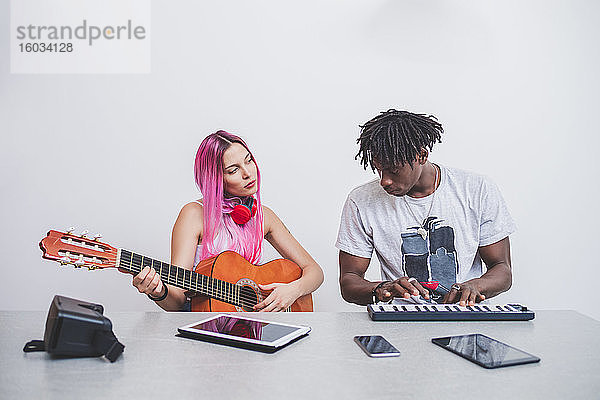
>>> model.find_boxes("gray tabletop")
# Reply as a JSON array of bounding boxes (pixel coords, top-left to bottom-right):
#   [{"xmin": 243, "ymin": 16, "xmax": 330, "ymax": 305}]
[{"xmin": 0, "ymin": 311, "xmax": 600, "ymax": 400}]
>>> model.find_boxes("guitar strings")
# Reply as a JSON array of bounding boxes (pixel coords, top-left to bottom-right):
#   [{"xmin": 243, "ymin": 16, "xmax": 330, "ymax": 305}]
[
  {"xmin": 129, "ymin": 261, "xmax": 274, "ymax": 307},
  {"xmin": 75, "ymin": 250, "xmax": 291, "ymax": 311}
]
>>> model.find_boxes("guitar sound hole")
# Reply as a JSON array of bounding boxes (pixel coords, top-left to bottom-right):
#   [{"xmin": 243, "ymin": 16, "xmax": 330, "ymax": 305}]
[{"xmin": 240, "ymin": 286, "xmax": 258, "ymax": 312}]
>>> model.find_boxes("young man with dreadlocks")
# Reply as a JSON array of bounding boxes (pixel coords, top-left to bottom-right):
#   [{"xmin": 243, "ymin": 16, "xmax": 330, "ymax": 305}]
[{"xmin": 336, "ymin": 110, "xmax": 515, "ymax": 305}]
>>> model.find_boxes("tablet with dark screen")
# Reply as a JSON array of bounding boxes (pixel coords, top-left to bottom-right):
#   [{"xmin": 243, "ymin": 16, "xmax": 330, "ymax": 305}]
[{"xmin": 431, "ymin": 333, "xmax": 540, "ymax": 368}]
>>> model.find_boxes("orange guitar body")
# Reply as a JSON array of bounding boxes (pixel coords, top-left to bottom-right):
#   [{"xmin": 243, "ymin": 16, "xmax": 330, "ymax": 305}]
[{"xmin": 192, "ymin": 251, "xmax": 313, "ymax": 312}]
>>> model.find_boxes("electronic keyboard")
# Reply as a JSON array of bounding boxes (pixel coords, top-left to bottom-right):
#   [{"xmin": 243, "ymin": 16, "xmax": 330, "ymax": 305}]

────────────────

## Task to carry out
Count the lines of the records above that contain the word "guitar", treating case as significant, and give only the number.

## Output
3